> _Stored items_
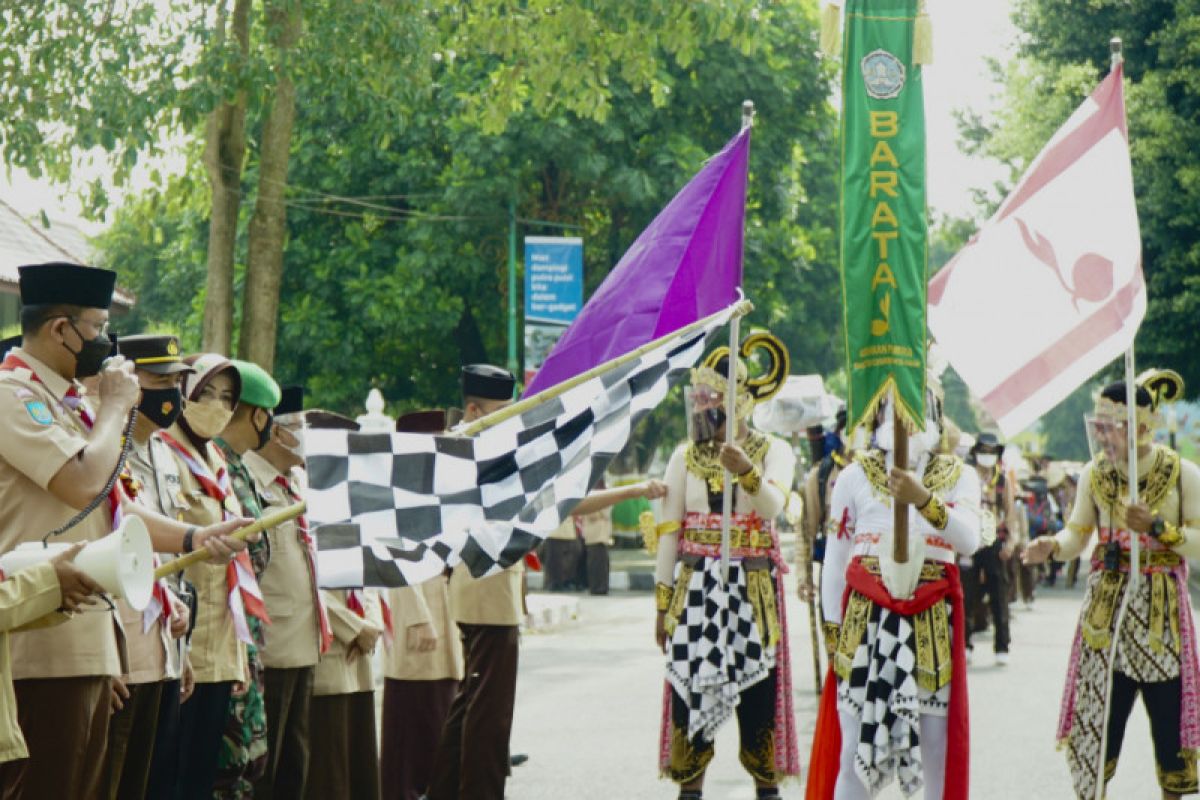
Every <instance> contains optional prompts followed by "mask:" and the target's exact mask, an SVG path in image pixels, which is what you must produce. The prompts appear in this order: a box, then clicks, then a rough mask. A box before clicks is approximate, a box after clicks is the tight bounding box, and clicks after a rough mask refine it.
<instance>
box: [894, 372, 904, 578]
mask: <svg viewBox="0 0 1200 800" xmlns="http://www.w3.org/2000/svg"><path fill="white" fill-rule="evenodd" d="M893 391H894V390H893ZM892 427H893V429H894V431H895V435H894V437H893V443H894V445H893V449H892V461H893V463H894V465H895V467H898V468H899V469H908V428H907V427H906V426H905V422H904V420H902V419H901V417H900V398H899V397H896V396H895V395H893V396H892ZM892 515H893V516H892V560H893V561H895V563H896V564H907V563H908V504H907V503H899V501H896V500H893V509H892Z"/></svg>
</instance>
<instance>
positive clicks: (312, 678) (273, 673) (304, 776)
mask: <svg viewBox="0 0 1200 800" xmlns="http://www.w3.org/2000/svg"><path fill="white" fill-rule="evenodd" d="M316 670H317V668H316V667H294V668H288V669H272V668H268V669H266V670H265V674H264V690H265V691H264V697H263V703H264V705H265V706H266V771H265V772H264V774H263V777H260V778H259V780H258V781H256V782H254V798H262V799H263V800H269V799H270V798H287V799H289V800H290V799H293V798H302V796H304V795H305V783H306V781H307V778H308V751H310V721H311V715H310V703H311V700H312V681H313V676H314V675H316Z"/></svg>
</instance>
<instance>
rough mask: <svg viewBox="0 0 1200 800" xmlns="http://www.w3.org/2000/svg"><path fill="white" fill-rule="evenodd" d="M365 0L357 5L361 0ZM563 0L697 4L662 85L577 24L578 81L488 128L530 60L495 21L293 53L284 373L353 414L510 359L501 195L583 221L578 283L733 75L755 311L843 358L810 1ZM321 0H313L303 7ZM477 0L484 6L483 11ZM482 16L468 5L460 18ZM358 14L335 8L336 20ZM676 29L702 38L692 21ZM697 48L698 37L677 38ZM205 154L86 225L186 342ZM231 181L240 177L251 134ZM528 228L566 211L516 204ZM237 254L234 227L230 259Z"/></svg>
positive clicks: (282, 300)
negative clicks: (690, 2)
mask: <svg viewBox="0 0 1200 800" xmlns="http://www.w3.org/2000/svg"><path fill="white" fill-rule="evenodd" d="M326 1H328V5H329V7H330V8H332V7H335V6H337V5H338V4H337V2H335V0H326ZM364 5H371V4H355V7H361V6H364ZM522 5H523V6H524V7H527V8H533V7H538V8H540V7H541V6H540V4H534V2H528V4H522ZM576 5H578V6H581V7H584V8H594V7H598V8H601V11H589V12H588V14H590V16H593V17H596V18H598V19H608V23H607V24H610V25H612V26H614V28H616V26H617V23H616V22H613V19H618V18H611V19H610V17H606V14H607V16H611V14H618V13H619V14H624V16H626V17H629V18H631V19H632V18H636V20H640V22H638V24H640V25H661V13H665V12H661V8H665V7H666V6H667V5H673V7H676V8H677V10H678V8H680V7H683V6H686V7H688V8H691V10H692V11H690V12H689V13H686V14H683V16H682V17H680V19H695V20H701V22H695V24H694V23H691V22H689V23H686V24H688V26H689V30H691V31H692V32H689V34H686V36H685V35H683V34H672V32H670V31H668V30H667V29H668V28H670V26H668V25H667V26H665V28H660V30H659V34H658V38H654V40H653V41H654V42H658V47H659V49H660V50H661V53H667V54H670V56H671V58H667V59H664V58H661V53H660V54H659V55H656V56H655V64H656V68H655V71H654V73H653V77H654V82H659V83H660V84H661V85H665V86H670V88H671V91H668V92H655V90H654V85H656V84H654V83H652V82H648V80H647V79H646V78H644V77H638V76H640V74H642V73H641V72H638V71H635V72H632V73H630V72H629V71H628V70H629V67H626V65H624V64H619V62H617V61H616V60H612V61H606V62H604V64H602V66H604V68H602V70H601V64H600V62H593V61H589V60H587V59H589V58H592V56H590V55H588V54H589V52H590V48H593V47H594V44H593V43H589V42H582V41H574V43H572V47H578V48H583V49H582V50H580V52H578V53H575V52H574V50H572V53H575V54H574V55H571V56H570V58H568V55H564V54H562V53H559V54H558V55H556V56H554V58H558V59H565V61H564V62H563V64H562V65H560V70H559V71H560V72H563V73H566V72H570V71H572V70H576V71H578V72H581V73H586V74H584V76H582V77H581V76H575V77H574V78H568V76H565V74H564V76H562V77H560V79H562V80H568V79H570V80H576V82H581V83H578V84H570V85H568V84H562V83H554V84H552V85H553V86H554V88H556V91H554V92H551V94H553V95H556V97H557V98H556V100H554V101H553V102H548V103H547V104H539V103H540V101H539V103H535V102H533V101H530V103H529V106H530V107H529V108H524V107H522V109H523V110H521V109H518V110H514V112H512V113H511V115H510V119H509V120H508V124H506V125H505V126H503V133H494V132H492V127H493V126H490V125H485V124H484V121H482V118H481V115H485V116H486V114H487V113H486V112H485V110H482V109H484V108H485V106H486V103H491V102H493V101H494V97H493V94H494V92H493V88H494V84H493V80H494V76H496V74H497V71H498V70H499V66H498V65H500V64H504V65H510V66H511V65H512V64H520V62H522V61H521V59H517V60H516V61H511V62H510V61H508V60H505V59H503V58H500V56H502V55H503V53H505V52H508V50H506V49H505V48H508V47H510V46H509V44H508V43H505V42H506V40H504V37H503V36H499V35H497V36H496V37H494V41H491V40H490V43H488V44H487V46H486V47H485V46H482V44H481V46H480V47H479V48H478V53H474V52H473V50H470V49H468V48H464V47H460V42H462V41H463V36H466V34H464V32H463V30H461V29H460V28H452V29H451V30H449V31H448V30H446V29H445V24H446V23H445V19H444V18H443V17H438V16H437V14H432V16H431V17H430V19H433V20H434V22H436V25H432V26H431V28H428V29H426V28H421V26H419V25H413V26H410V30H409V31H408V32H407V34H406V32H403V31H392V34H390V35H394V36H397V37H398V38H397V41H396V42H395V44H396V48H398V50H395V49H394V50H389V49H388V48H385V47H378V48H377V47H374V46H372V47H371V48H368V47H366V46H362V47H350V46H349V44H347V46H346V47H343V48H341V49H340V50H338V54H340V56H342V58H346V56H347V52H349V53H352V54H353V53H360V54H361V56H360V59H355V58H349V60H348V62H343V61H340V60H338V58H334V56H332V55H330V54H324V55H323V54H320V53H317V52H313V53H310V54H308V55H306V56H305V64H306V65H307V66H306V67H305V68H304V70H301V71H300V72H299V74H298V76H296V91H298V102H296V122H295V131H294V134H293V140H292V156H290V167H289V184H290V186H289V190H288V193H287V196H286V198H287V199H286V203H287V205H288V240H287V248H286V253H284V276H283V287H282V291H281V305H280V336H278V347H277V357H276V373H277V375H278V377H280V378H281V379H282V380H284V381H288V383H305V384H306V385H307V387H308V391H310V397H311V402H312V403H314V404H319V405H324V407H326V408H332V409H337V410H342V411H349V413H356V411H358V410H360V408H361V402H362V399H364V398H365V396H366V392H367V389H368V387H371V386H378V387H379V389H380V390H382V391H383V393H384V397H386V398H388V399H389V402H391V403H392V405H394V408H395V409H396V410H400V409H408V408H414V407H427V405H451V404H456V403H457V391H458V390H457V381H458V378H457V377H458V367H460V365H461V363H464V362H472V361H493V362H503V360H504V350H505V307H506V277H505V275H506V271H505V267H506V243H508V242H506V235H508V215H506V210H508V204H509V201H510V199H511V198H512V197H514V196H515V197H516V198H517V203H518V205H517V213H518V217H521V219H523V221H524V219H542V221H551V222H558V223H570V224H576V225H580V227H581V230H580V233H581V235H582V236H583V237H584V258H586V264H584V270H586V276H587V289H588V291H590V290H593V289H594V288H595V287H596V285H598V284H599V283H600V281H601V279H602V278H604V276H605V275H606V273H607V272H608V270H610V269H611V267H612V266H613V265H614V264H616V261H617V260H618V259H619V257H620V255H622V254H623V253H624V251H625V248H626V247H628V246H629V245H630V243H631V242H632V241H634V239H635V237H636V236H637V234H638V233H641V230H642V229H643V228H644V227H646V225H647V224H648V223H649V221H650V219H652V218H653V217H654V215H656V213H658V211H659V210H660V209H661V207H662V206H664V205H665V204H666V203H667V201H668V200H670V199H671V197H673V194H674V193H676V192H677V191H678V190H679V187H682V186H683V184H684V182H685V181H686V180H688V179H689V178H690V176H691V175H692V174H694V173H695V172H696V170H697V169H698V168H700V167H701V166H702V163H703V161H704V158H707V157H708V156H709V155H710V154H713V152H715V151H716V150H719V149H720V148H721V146H722V145H724V144H725V143H726V142H727V140H728V139H730V137H731V136H732V134H733V133H734V132H736V131H737V127H738V122H739V119H740V104H742V101H743V100H744V98H752V100H755V102H756V103H757V108H758V118H757V121H756V127H755V132H754V142H752V145H751V160H750V175H751V180H750V188H749V207H748V224H746V267H745V276H746V281H745V290H746V295H748V296H749V297H750V299H751V300H754V301H755V305H756V308H757V311H756V312H755V314H754V315H752V318H751V323H752V324H757V325H763V326H768V327H770V329H772V330H773V331H774V332H775V333H778V335H780V336H781V337H782V338H784V339H785V342H786V343H787V344H788V347H790V348H791V350H792V359H793V372H821V373H828V372H832V371H833V369H835V368H836V367H838V365H839V363H840V361H839V359H840V347H841V344H840V336H839V335H838V330H839V327H838V325H839V321H838V318H839V307H838V303H836V302H835V301H834V299H835V297H836V293H838V281H836V263H835V253H834V247H835V224H836V193H835V187H834V182H835V169H836V162H835V154H836V148H835V146H834V136H835V125H834V116H833V110H832V108H830V106H829V103H828V101H827V96H828V89H829V84H830V78H832V70H830V68H829V66H828V65H827V64H823V62H822V61H820V60H818V59H817V58H816V55H815V43H816V36H815V26H816V20H815V16H814V10H812V8H809V7H806V6H803V5H799V4H781V5H772V6H770V10H769V11H767V10H763V11H762V17H761V19H758V20H750V22H746V23H745V25H742V26H739V24H733V23H731V25H732V26H726V28H722V26H721V25H719V24H716V23H713V22H710V20H712V19H716V20H720V19H725V18H726V16H727V12H726V11H719V12H718V11H709V10H708V8H707V6H703V7H702V4H679V2H676V4H665V2H654V4H620V5H617V4H595V5H589V4H576ZM750 5H751V4H734V5H730V6H728V8H734V10H736V8H742V10H743V11H744V8H748V7H750ZM485 6H486V7H488V8H493V5H492V4H472V5H470V6H469V8H470V12H469V13H475V12H476V11H479V10H481V8H484V7H485ZM643 6H646V7H643ZM313 7H314V6H313V5H312V4H311V2H310V4H308V5H306V14H308V13H310V11H311V10H312V8H313ZM323 7H324V6H319V8H323ZM499 7H508V6H505V4H499V2H497V4H494V8H499ZM694 7H695V8H694ZM494 8H493V10H494ZM618 8H619V11H618ZM312 13H313V14H318V16H319V14H320V13H323V12H319V11H314V12H312ZM460 13H468V12H466V11H461V12H460ZM480 13H481V14H482V16H481V17H480V19H485V20H486V19H491V17H488V16H487V14H488V13H492V12H487V13H484V12H482V11H480ZM539 13H540V12H539ZM728 13H732V12H728ZM739 13H740V12H739ZM493 16H494V14H493ZM734 16H737V14H734ZM731 18H732V17H731ZM738 18H739V19H740V17H738ZM704 20H709V22H704ZM476 23H478V24H482V23H480V22H479V20H475V22H469V20H468V28H469V26H470V25H473V24H476ZM510 23H511V20H509V22H508V23H504V24H505V25H508V24H510ZM312 24H313V25H317V24H322V25H325V24H328V25H330V26H331V28H329V29H324V28H322V29H319V30H322V31H323V32H322V34H320V35H319V36H316V35H313V36H308V37H306V40H305V41H306V42H307V44H306V46H305V47H307V48H312V49H314V50H319V49H320V44H322V43H323V42H331V41H334V37H335V36H336V31H335V28H336V25H335V24H334V23H332V22H329V20H324V22H323V20H316V22H313V23H312ZM492 24H496V25H500V22H496V20H494V19H493V20H492ZM514 24H515V23H514ZM680 24H683V23H680ZM306 25H310V23H308V22H307V18H306ZM472 30H474V31H475V32H473V34H472V36H484V34H482V32H480V31H479V29H472ZM486 30H488V31H491V30H492V29H491V28H487V29H486ZM550 30H551V31H554V30H558V29H557V28H554V26H553V25H552V26H551V29H550ZM630 30H641V29H638V28H636V26H635V28H631V29H630ZM306 31H307V32H308V34H312V31H313V29H311V28H306ZM374 32H377V30H376V29H372V28H371V26H360V28H358V29H355V31H349V32H344V31H343V34H344V41H347V42H365V41H367V40H366V37H367V36H368V35H372V34H374ZM526 32H527V34H530V35H535V36H538V37H539V38H536V40H530V41H528V42H526V44H528V46H527V47H526V46H521V42H520V41H518V42H517V46H521V50H522V53H523V54H524V55H523V56H522V58H524V56H526V55H527V56H528V58H529V59H535V61H534V62H536V60H541V59H548V58H551V56H550V55H548V54H550V53H556V52H557V50H556V49H554V48H557V47H558V44H557V43H554V42H546V44H547V47H548V48H550V49H548V50H545V52H540V50H539V47H540V44H539V43H541V42H542V40H541V38H540V37H541V36H550V35H548V34H546V32H535V34H534V32H533V31H526ZM614 35H616V34H614ZM751 35H752V36H751ZM505 36H508V34H505ZM672 36H673V37H674V38H671V37H672ZM689 37H697V38H696V40H695V43H694V44H686V42H688V41H690V38H689ZM748 37H750V38H748ZM551 38H553V37H551ZM566 38H571V37H566ZM578 38H580V37H575V40H578ZM583 38H586V37H583ZM751 38H752V41H751ZM502 40H503V41H502ZM647 41H650V40H647ZM685 44H686V47H685ZM689 48H690V49H689ZM330 49H331V50H332V48H330ZM454 49H457V55H456V58H455V59H452V60H451V59H450V58H449V53H450V52H451V50H454ZM643 49H644V48H643ZM652 49H653V48H652ZM700 52H702V53H703V58H698V56H696V58H692V56H691V55H689V53H700ZM414 53H416V54H420V53H425V56H430V58H428V59H427V60H422V59H425V56H420V58H419V56H418V55H414ZM432 53H440V54H443V58H442V60H440V61H438V60H434V59H432V56H431V55H430V54H432ZM470 53H474V54H473V55H472V56H470V58H468V56H467V55H464V54H470ZM535 53H536V54H535ZM530 54H535V55H530ZM476 56H478V58H476ZM392 59H395V60H392ZM506 68H508V67H505V68H504V70H506ZM404 70H412V72H413V79H412V80H409V82H407V83H406V82H402V80H400V78H398V76H401V74H403V72H404ZM422 70H424V71H422ZM504 70H500V72H502V73H503V72H504ZM638 70H641V67H638ZM376 73H379V74H376ZM538 74H539V73H535V72H526V71H523V72H521V77H520V80H524V82H533V80H542V79H548V78H546V77H545V76H542V77H536V76H538ZM592 80H595V82H599V85H601V86H604V89H605V94H606V97H607V101H606V102H607V103H608V104H610V110H608V112H606V113H604V114H596V113H593V112H594V109H593V110H589V109H588V108H584V107H582V106H577V104H576V103H580V102H582V101H580V100H578V98H577V97H575V94H574V92H575V91H576V88H577V86H581V85H582V86H587V85H590V84H589V83H588V82H592ZM529 85H533V84H532V83H530V84H529ZM586 94H587V92H584V95H586ZM505 102H506V101H505ZM480 103H485V106H481V104H480ZM485 128H486V130H485ZM198 155H199V154H198V151H196V152H193V151H190V157H188V164H190V167H188V169H187V172H186V173H185V174H184V175H181V176H179V178H176V179H173V180H170V181H169V182H167V184H166V185H164V186H163V187H162V190H160V191H155V192H151V193H149V194H146V196H145V197H142V198H137V199H134V200H133V201H131V203H128V204H126V206H125V207H122V209H121V210H120V212H119V213H118V215H116V222H115V223H114V225H113V228H112V230H109V231H108V233H107V234H106V235H104V236H103V237H102V239H101V241H100V247H101V252H102V253H103V257H104V260H106V263H108V264H109V265H113V266H114V267H115V269H118V270H120V271H121V279H122V282H124V283H125V284H127V285H130V287H131V288H132V289H133V290H134V291H136V293H137V294H138V296H139V301H140V302H139V308H138V311H137V312H136V314H138V317H136V318H134V319H133V320H131V327H132V326H136V325H142V324H146V323H149V321H151V320H152V321H155V323H157V324H163V323H166V324H174V325H176V326H178V327H179V330H180V331H181V332H182V333H184V339H185V342H186V343H190V344H194V343H197V342H198V339H199V323H200V303H202V302H203V299H202V297H199V296H198V291H199V290H200V287H203V284H204V282H203V276H204V248H205V242H206V239H205V234H206V216H205V215H206V211H205V209H206V203H208V188H206V185H205V184H204V181H203V172H202V170H200V168H199V166H198ZM242 185H244V187H245V191H246V192H247V197H246V198H245V199H247V200H252V196H251V193H252V188H250V187H253V186H256V185H257V163H256V161H254V158H253V157H252V158H251V161H250V162H248V163H247V170H246V175H245V176H244V184H242ZM248 205H250V203H244V210H245V209H246V207H248ZM520 233H521V234H552V233H562V230H560V229H558V228H553V227H542V225H539V224H535V223H533V222H522V223H521V225H520ZM244 258H245V242H240V245H239V257H238V261H239V264H240V263H242V261H244ZM682 426H683V413H682V403H671V404H667V405H665V407H664V408H662V409H661V410H660V413H659V416H656V417H655V421H653V422H650V423H648V425H647V426H643V431H646V432H647V434H646V437H643V440H642V441H640V443H638V451H640V455H638V461H640V462H642V463H644V462H646V459H647V458H648V456H649V453H650V452H652V451H653V450H654V449H655V447H656V446H658V445H659V444H660V441H661V443H668V441H672V440H673V439H674V438H677V437H679V435H683V428H682Z"/></svg>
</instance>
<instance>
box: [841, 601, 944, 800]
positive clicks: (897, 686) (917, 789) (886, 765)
mask: <svg viewBox="0 0 1200 800" xmlns="http://www.w3.org/2000/svg"><path fill="white" fill-rule="evenodd" d="M950 624H952V625H953V624H954V620H953V619H952V620H950ZM916 670H917V637H916V632H914V630H913V626H912V618H910V616H905V615H902V614H896V613H894V612H892V610H889V609H887V608H882V607H880V606H875V607H874V608H872V609H871V619H870V621H869V622H868V625H866V634H865V636H864V637H863V643H862V644H859V645H858V649H857V650H856V651H854V658H853V661H852V662H851V670H850V679H848V680H845V681H842V682H841V685H840V686H839V687H838V708H839V710H841V711H848V712H851V714H853V715H854V716H857V717H858V718H859V720H860V723H859V730H858V746H857V748H856V753H854V772H856V774H857V775H858V777H859V778H860V780H862V781H863V786H865V787H866V788H868V790H869V792H870V793H871V796H872V798H874V796H875V795H876V794H878V792H881V790H882V789H883V787H886V786H887V784H888V783H890V782H892V780H893V778H899V781H900V790H901V792H904V795H905V796H906V798H907V796H911V795H912V794H913V793H916V792H917V790H918V789H919V788H920V787H922V786H923V783H924V778H923V777H922V775H923V772H922V760H920V715H922V714H932V715H938V716H946V714H947V709H948V708H949V699H950V685H949V684H947V685H946V686H943V687H942V688H940V690H937V692H930V691H928V690H925V688H922V687H920V686H918V685H917V675H916Z"/></svg>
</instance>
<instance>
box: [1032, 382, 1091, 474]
mask: <svg viewBox="0 0 1200 800" xmlns="http://www.w3.org/2000/svg"><path fill="white" fill-rule="evenodd" d="M1099 390H1100V384H1097V383H1087V384H1084V385H1082V386H1080V387H1079V389H1076V390H1075V391H1074V392H1072V393H1070V395H1068V396H1067V399H1064V401H1063V402H1061V403H1058V404H1057V405H1055V407H1054V408H1052V409H1051V410H1049V411H1046V414H1045V416H1043V417H1042V431H1044V432H1045V438H1044V443H1045V445H1044V446H1045V453H1044V455H1045V456H1046V457H1048V458H1051V459H1055V461H1087V459H1090V458H1091V457H1092V456H1091V453H1090V452H1088V447H1087V431H1086V429H1085V428H1084V416H1086V415H1088V414H1091V413H1092V407H1093V405H1094V396H1096V393H1097V392H1098V391H1099Z"/></svg>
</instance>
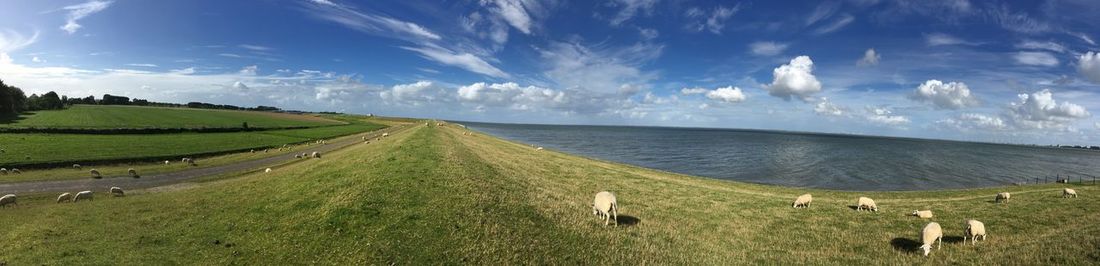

> _Activity_
Render the lines of the entries from the beginning through the line containing "box: [894, 372, 904, 578]", inclusive, as a numbered list without blank lines. Leave the pictures out.

> _Output for this task_
1. Every <instance> contains optional prompts followed by "mask:" and the target's exact mask, an SVG path in image pixels, which is what you must produce. The prompts appear in this order: a box, then clicks, then a rough mask. A box before clicks is approximate, a box after clicks is the tight bounding box, and clicks after a rough mask refine it.
2. <instance>
3. box: [894, 372, 904, 578]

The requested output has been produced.